[start]

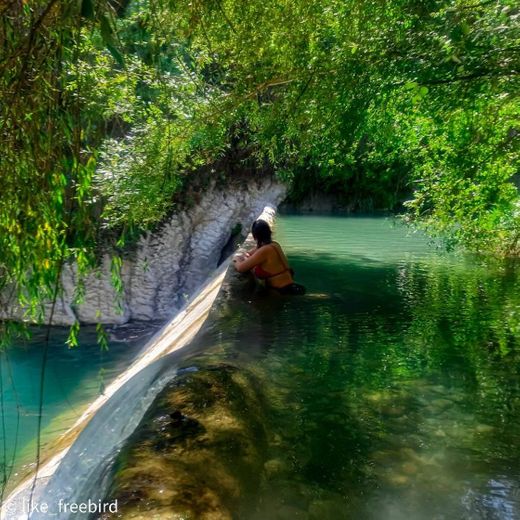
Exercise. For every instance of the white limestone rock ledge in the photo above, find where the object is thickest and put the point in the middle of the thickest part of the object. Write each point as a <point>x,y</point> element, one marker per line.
<point>167,266</point>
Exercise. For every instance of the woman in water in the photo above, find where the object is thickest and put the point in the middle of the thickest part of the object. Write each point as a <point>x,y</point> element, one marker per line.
<point>268,262</point>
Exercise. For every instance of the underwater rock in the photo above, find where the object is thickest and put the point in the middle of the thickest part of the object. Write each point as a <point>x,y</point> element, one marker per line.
<point>197,454</point>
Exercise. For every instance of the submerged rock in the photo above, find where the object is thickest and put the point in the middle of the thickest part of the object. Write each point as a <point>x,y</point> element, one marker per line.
<point>197,454</point>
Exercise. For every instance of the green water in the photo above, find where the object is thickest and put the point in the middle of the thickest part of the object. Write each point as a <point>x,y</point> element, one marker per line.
<point>392,389</point>
<point>73,378</point>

[end]

GIVEN REQUEST
Rewrite all the records above, switching "underwater rock" to "sunken rock" and leaving everything else unchanged. Leave the pictures out of your answer.

WORKED ANSWER
Exercise. For every instance of the white limestone rock ledge in the photo above, find where the object is thickest and put the point in the middle of the thickest part of the object. Write each point as a <point>x,y</point> element, one marker per line.
<point>167,266</point>
Exercise. For every instance of the woman in water in the photo above, find where the object is thickest and put the point in the middle of the thickest part of the object. Write each point as a <point>x,y</point> element, one marker per line.
<point>268,262</point>
Exercise. For every instance of the sunken rock in the photo above, find where the object is thickest and put the point in the middle of the thickest part of the object. Write each point as a <point>x,y</point> element, one marker per line.
<point>197,454</point>
Exercise. For every instance of the submerged rock in the photo above, find where the object is thickest and put the point in the middle of the thickest part of the object. Write each point as a <point>x,y</point> element, one marker per line.
<point>197,454</point>
Exercise. For every instance of the green water in the photo above, find where the object is thickest and put the point in the middle of the thickest part of the object. Write each point as a <point>x,y</point> element, one marker per line.
<point>392,389</point>
<point>73,378</point>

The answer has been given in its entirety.